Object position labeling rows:
....
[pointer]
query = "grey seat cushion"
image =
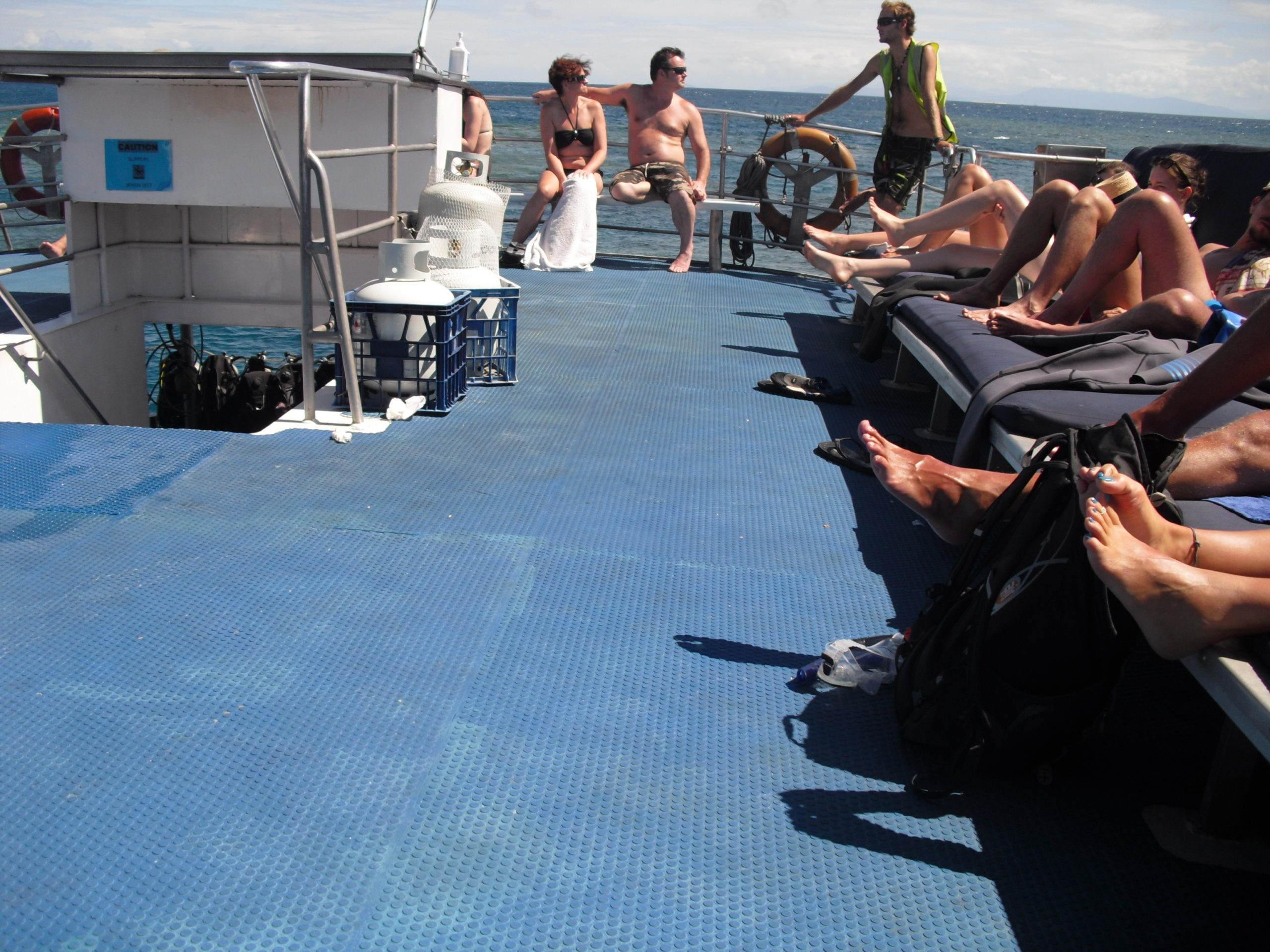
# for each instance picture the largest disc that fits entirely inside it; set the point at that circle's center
(1202, 515)
(1038, 413)
(967, 347)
....
• [STATED GOAL]
Copy out every line of the rows above word for word, leaving out the pictures.

• [OUTPUT OF THE TASK]
[pointer]
query = "grey seat cushion"
image =
# for each instance picture the largest disc that fits entirely inside it; set the point at that circle's center
(1202, 515)
(1038, 413)
(967, 347)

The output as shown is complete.